• _What you have to do_: The records that follow must be transcribed in full, without any change.

─── Data extracts ───

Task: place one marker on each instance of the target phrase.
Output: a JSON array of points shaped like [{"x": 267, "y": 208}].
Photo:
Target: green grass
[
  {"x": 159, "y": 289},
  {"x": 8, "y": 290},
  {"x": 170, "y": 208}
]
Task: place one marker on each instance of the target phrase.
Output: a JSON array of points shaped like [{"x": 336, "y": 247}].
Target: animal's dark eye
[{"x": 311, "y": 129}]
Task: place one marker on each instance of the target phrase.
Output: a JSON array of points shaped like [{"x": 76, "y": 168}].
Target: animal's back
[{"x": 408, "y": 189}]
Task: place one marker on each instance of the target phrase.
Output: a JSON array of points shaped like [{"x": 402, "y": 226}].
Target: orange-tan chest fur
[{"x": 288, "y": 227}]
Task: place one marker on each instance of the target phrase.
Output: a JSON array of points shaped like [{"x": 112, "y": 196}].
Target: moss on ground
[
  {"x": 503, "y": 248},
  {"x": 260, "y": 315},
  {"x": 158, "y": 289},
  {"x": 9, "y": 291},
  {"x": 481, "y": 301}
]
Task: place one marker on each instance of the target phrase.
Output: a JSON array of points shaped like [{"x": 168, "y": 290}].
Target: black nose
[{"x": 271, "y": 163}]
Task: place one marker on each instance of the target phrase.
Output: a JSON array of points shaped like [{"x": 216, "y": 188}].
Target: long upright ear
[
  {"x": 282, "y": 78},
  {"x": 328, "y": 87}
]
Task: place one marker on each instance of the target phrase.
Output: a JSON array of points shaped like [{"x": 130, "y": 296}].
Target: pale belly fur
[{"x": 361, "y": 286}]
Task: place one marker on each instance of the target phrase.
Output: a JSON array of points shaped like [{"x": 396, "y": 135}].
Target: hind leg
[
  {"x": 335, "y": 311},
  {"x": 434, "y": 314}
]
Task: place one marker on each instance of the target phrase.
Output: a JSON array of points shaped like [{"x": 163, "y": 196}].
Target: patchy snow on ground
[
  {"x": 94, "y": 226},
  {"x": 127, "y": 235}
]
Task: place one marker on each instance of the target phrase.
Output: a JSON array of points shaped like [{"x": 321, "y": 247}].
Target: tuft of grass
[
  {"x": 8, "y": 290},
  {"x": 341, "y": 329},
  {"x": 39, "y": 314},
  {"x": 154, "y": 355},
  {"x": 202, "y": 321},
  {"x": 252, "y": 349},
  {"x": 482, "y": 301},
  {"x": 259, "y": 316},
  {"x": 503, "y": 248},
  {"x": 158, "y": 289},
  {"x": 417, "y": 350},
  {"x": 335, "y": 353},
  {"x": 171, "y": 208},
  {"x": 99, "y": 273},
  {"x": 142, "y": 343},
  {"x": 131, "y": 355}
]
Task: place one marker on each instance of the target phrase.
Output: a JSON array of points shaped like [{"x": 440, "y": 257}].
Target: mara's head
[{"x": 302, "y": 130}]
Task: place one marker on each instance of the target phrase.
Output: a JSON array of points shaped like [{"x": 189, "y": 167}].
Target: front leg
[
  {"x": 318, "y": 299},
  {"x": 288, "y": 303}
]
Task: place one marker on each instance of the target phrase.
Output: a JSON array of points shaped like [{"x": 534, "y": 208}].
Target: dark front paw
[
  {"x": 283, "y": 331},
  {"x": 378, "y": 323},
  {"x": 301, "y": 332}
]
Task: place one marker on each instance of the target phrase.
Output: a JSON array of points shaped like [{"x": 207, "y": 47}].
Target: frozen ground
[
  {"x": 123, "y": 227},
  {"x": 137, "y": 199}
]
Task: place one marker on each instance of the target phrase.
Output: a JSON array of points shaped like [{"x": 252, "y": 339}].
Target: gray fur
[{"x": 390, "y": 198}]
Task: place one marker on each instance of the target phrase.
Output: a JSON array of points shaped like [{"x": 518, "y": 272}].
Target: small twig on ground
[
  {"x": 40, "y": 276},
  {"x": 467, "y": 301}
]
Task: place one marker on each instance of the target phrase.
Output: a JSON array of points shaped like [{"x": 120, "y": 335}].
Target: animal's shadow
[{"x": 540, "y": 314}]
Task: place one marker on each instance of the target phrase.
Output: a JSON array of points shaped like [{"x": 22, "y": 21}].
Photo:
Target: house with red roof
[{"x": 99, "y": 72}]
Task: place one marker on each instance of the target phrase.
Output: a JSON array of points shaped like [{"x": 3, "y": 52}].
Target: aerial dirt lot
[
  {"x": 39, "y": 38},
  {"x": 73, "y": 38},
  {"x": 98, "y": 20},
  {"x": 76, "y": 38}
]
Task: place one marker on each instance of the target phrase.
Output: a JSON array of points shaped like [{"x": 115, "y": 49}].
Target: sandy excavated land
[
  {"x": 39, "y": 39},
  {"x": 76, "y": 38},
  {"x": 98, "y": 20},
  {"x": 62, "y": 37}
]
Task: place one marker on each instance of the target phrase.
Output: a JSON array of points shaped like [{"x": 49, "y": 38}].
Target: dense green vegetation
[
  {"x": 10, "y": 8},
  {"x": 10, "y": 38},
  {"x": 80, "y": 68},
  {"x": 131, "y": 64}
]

───

• _Solution to this exercise_:
Task: place one marker on each instance of the target phrase.
Output: a JSON array of points shaped like [{"x": 267, "y": 208}].
Photo:
Target: green grass
[
  {"x": 159, "y": 289},
  {"x": 8, "y": 290},
  {"x": 170, "y": 208}
]
Task: place one marker on each instance of the target phrase.
Output: a JSON array of points shaped like [{"x": 336, "y": 247}].
Target: animal's dark eye
[{"x": 311, "y": 129}]
Task: place one marker on each instance of the target phrase.
Output: a JSON array of points shaped like [{"x": 76, "y": 168}].
Target: animal's back
[{"x": 408, "y": 189}]
Task: place one marker on each instance of the target phrase.
Output: a JSON array of points shaped like [{"x": 402, "y": 226}].
Target: orange-tan chest fur
[{"x": 288, "y": 227}]
Task: place one marker on each instance of the target phrase.
Output: a JSON array of points shaped like [{"x": 112, "y": 196}].
Target: moss on ground
[
  {"x": 503, "y": 248},
  {"x": 260, "y": 315},
  {"x": 158, "y": 289},
  {"x": 9, "y": 291},
  {"x": 481, "y": 301}
]
Task: place one marker on each instance of the target phrase.
Output: a JSON array of points shaped like [{"x": 168, "y": 290}].
Target: black nose
[{"x": 271, "y": 163}]
Task: place one marker on each instance of the target phrase.
Output: a JSON array of points shaped like [{"x": 216, "y": 188}].
Target: long upright ear
[
  {"x": 282, "y": 78},
  {"x": 328, "y": 87}
]
Task: place one marker on each instance of the target phrase.
Output: a JSON array of points shaped like [{"x": 130, "y": 296}].
Target: pale belly fur
[{"x": 361, "y": 286}]
Task: place one marker on each instance of the target phrase.
Output: a JSON array of points shaped like [{"x": 396, "y": 135}].
Target: hind leg
[
  {"x": 335, "y": 311},
  {"x": 434, "y": 314}
]
Task: place one marker on each instance of the target phrase.
Output: a JSON array of points shaped like [{"x": 163, "y": 196}].
Target: patchy snow on ground
[
  {"x": 94, "y": 226},
  {"x": 127, "y": 235}
]
Task: place one marker on each instance of the target phrase.
Output: a JSON array of points shaped like [{"x": 321, "y": 247}].
Target: tuft of grass
[
  {"x": 8, "y": 290},
  {"x": 341, "y": 329},
  {"x": 39, "y": 314},
  {"x": 154, "y": 355},
  {"x": 202, "y": 321},
  {"x": 252, "y": 349},
  {"x": 482, "y": 301},
  {"x": 259, "y": 316},
  {"x": 503, "y": 248},
  {"x": 158, "y": 289},
  {"x": 417, "y": 350},
  {"x": 335, "y": 353},
  {"x": 171, "y": 208},
  {"x": 99, "y": 273},
  {"x": 142, "y": 343},
  {"x": 131, "y": 355}
]
Task: place one marker on each instance of the target phrase.
Output: a JSON array of points shaped like [{"x": 440, "y": 257}].
Target: mara's head
[{"x": 302, "y": 130}]
Task: place one marker on each instance of the target phrase.
Output: a JSON array of points shaped like [{"x": 189, "y": 167}].
Target: front leg
[
  {"x": 318, "y": 299},
  {"x": 288, "y": 303}
]
Task: place one marker on each instance of the target phrase.
Output: a JSON array of points shaped like [{"x": 534, "y": 208}].
Target: dark front paw
[
  {"x": 283, "y": 331},
  {"x": 378, "y": 323},
  {"x": 301, "y": 332}
]
Task: place one marker on each instance of the target phrase.
Output: a JSON array of points shaped like [{"x": 207, "y": 47}].
Target: frozen ground
[
  {"x": 123, "y": 227},
  {"x": 137, "y": 199}
]
Task: place one marker on each instance of the target phrase.
Output: a JSON array of points shaped like [{"x": 252, "y": 339}].
Target: gray fur
[{"x": 390, "y": 198}]
Task: place one marker on each instance of the target phrase.
Output: a JSON array of points shaped like [{"x": 518, "y": 272}].
Target: small twig on ground
[
  {"x": 40, "y": 276},
  {"x": 467, "y": 301}
]
Task: place one marker on each instance of the target phrase.
Output: a JSON array of points shaped like [{"x": 120, "y": 335}].
Target: animal's shadow
[{"x": 540, "y": 314}]
Task: place one marker on each instance of the target phrase.
Output: a JSON array of points shaped like [{"x": 22, "y": 21}].
Photo:
Target: house with red roof
[{"x": 99, "y": 72}]
Task: place one marker on each instance of the target phrase.
Output: a JSON array of points shaped like [{"x": 3, "y": 52}].
Target: aerial dirt lot
[
  {"x": 39, "y": 38},
  {"x": 73, "y": 38},
  {"x": 98, "y": 20},
  {"x": 76, "y": 38}
]
Task: place one marker on each instance of the target phrase.
Output: a JSON array of points shaped like [{"x": 115, "y": 49}].
Target: sandy excavated land
[
  {"x": 39, "y": 39},
  {"x": 76, "y": 38},
  {"x": 98, "y": 20},
  {"x": 62, "y": 37}
]
Task: place one marker on each instance of the target phrase.
Output: a JSON array of points shaped like [{"x": 49, "y": 38}].
Target: dense green vegetation
[
  {"x": 10, "y": 8},
  {"x": 10, "y": 38},
  {"x": 80, "y": 68},
  {"x": 131, "y": 64}
]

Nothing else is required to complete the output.